- Extracted text:
-=-=-=-=-
Complicating matters further, Tilakapala says, tax planning has become acutely sensitive. In the post-financial crisis environment, there is hostility to complex tax arrangements seemingly designed solely to minimise liabilities – for example the well-publicised Starbucks and Amazon furores.

‘We are seeing real concern in the business world to avoid planning or structuring that could be regarded as aggressive or abusive,’ says Tilakapala.

To keep up with the competition, meanwhile, firms’ tax offerings are becoming more sophisticated. For instance, White & Case’s tax practice is not reliant on deal flows which fluctuate, particularly in recessionary periods, Menon observes: ‘[It] is not a transactional, execution-only practice, but has had considerable success in developing a complementary “front office” structuring and advisory practice.’

With the Big Four accountants muscling in on legal, law firms are responding by expanding beyond the customary domains of wealth management, transactions and disputes. Baker McKenzie now provides ‘high-end’ services traditionally offered by the Big Four with ‘large standalone tax planning, transfer pricing and VAT/indirect tax practices,’ Delaney says.

Hogan Lovells’ ‘full service, economics-based transfer pricing (TP) team’, set up nearly five years ago, ‘has expanded rapidly in that time,’ says London-based partner Karen Hughes. TP reporting requirements have increased as BEPS measures are implemented across the world. ‘Our global team is also seeing more tax authority challenges where good TP advice is critical to clients,’ she says.


‘The volume of contentious matters has increased as revenue authorities have become more litigious and more resources have been devoted to this area,’ Tilakapala says. In the UK, HMRC’s new ‘principles-based approach’ combined with ‘multiple targeted anti-avoidance rules’ have created more opportunities for the authority to challenge planning arrangements.
-=-=-=-=-
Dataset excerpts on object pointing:

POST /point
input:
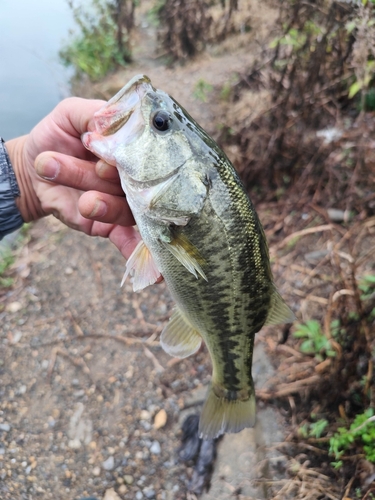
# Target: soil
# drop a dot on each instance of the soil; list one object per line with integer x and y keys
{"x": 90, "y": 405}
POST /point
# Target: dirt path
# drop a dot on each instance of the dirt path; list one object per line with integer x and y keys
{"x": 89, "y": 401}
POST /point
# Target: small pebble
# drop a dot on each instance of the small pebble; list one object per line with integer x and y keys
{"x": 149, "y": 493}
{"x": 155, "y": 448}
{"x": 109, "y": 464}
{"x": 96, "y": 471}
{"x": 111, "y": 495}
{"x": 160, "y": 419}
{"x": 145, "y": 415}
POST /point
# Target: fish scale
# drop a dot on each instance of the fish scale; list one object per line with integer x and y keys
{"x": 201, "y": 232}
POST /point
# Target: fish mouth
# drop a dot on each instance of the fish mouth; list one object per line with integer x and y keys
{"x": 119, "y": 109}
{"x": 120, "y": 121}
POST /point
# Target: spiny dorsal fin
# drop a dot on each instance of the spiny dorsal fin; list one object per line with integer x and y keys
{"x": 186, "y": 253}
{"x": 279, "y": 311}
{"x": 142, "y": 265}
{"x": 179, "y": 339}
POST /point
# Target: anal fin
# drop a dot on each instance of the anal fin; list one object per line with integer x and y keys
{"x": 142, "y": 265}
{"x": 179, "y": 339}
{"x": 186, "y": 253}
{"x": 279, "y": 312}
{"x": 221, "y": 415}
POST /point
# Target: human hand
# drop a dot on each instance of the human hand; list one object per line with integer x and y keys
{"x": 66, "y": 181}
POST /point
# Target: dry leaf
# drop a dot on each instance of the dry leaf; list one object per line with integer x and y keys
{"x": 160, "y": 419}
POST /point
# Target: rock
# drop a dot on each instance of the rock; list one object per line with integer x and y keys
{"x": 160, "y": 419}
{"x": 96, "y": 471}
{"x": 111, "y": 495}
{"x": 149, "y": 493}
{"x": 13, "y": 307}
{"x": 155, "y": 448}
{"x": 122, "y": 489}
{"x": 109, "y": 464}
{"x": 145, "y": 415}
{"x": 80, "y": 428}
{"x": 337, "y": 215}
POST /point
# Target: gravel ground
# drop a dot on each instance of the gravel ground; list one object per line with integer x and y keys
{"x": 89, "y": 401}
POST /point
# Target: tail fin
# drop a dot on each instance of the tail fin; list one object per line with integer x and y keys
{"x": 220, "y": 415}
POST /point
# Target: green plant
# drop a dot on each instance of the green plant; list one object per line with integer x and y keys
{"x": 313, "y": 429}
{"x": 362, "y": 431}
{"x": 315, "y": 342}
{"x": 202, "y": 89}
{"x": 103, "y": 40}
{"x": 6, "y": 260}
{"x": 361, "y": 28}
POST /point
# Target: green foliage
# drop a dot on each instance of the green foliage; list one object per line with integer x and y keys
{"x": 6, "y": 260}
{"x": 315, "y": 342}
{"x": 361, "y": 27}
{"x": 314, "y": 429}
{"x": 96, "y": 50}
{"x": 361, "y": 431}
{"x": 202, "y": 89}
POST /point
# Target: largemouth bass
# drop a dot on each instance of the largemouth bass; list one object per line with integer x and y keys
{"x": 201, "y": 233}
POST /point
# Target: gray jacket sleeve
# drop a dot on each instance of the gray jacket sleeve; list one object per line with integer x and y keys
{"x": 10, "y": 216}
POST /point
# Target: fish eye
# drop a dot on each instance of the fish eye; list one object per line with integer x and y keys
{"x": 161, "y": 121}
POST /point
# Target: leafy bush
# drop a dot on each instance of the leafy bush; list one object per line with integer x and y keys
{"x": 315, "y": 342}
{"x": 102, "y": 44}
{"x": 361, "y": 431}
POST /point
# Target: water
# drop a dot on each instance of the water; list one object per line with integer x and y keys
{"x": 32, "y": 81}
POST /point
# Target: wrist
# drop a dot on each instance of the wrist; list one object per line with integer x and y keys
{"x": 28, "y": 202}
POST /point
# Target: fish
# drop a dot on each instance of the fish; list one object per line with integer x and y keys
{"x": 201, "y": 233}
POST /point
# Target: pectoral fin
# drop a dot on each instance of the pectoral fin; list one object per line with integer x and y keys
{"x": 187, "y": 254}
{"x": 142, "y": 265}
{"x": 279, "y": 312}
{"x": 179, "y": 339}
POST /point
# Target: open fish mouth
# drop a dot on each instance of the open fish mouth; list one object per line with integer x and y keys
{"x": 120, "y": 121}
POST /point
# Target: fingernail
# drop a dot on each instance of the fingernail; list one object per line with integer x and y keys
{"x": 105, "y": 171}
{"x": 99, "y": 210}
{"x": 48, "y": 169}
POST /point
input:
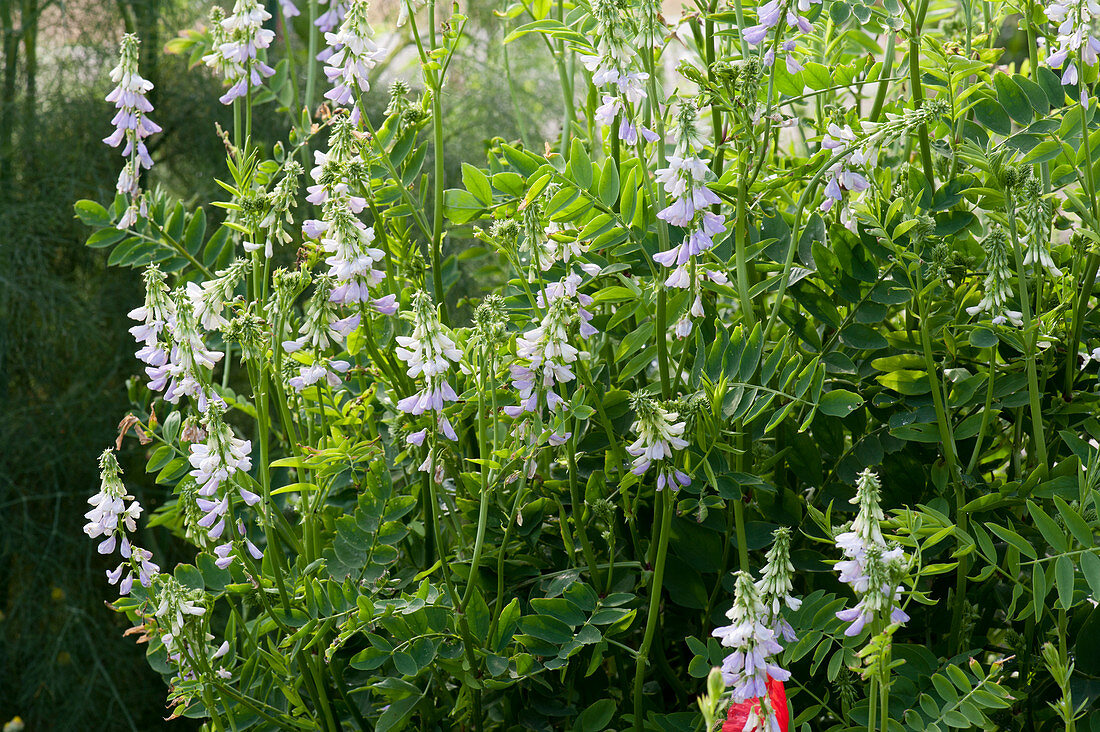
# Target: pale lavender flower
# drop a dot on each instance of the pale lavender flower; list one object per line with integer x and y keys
-=-=-=-=-
- Written request 1: Based on the article on law firm tax practices, decide whether each statement agrees with it, answering yes or no and quoting the deciding words: (a) Hogan Lovells' transfer pricing team was set up nearly five years ago. (b) White & Case's tax practice relies on deal flows. (c) Karen Hughes is based in London.
- Written request 2: List every person the article on law firm tax practices names as saying or observing something.

- Correct result 1:
(a) Yes: "set up nearly five years ago"
(b) No: "White & Case’s tax practice is not reliant on deal flows"
(c) Yes: "London-based partner Karen Hughes"

- Correct result 2: Tilakapala, Menon, Delaney, Karen Hughes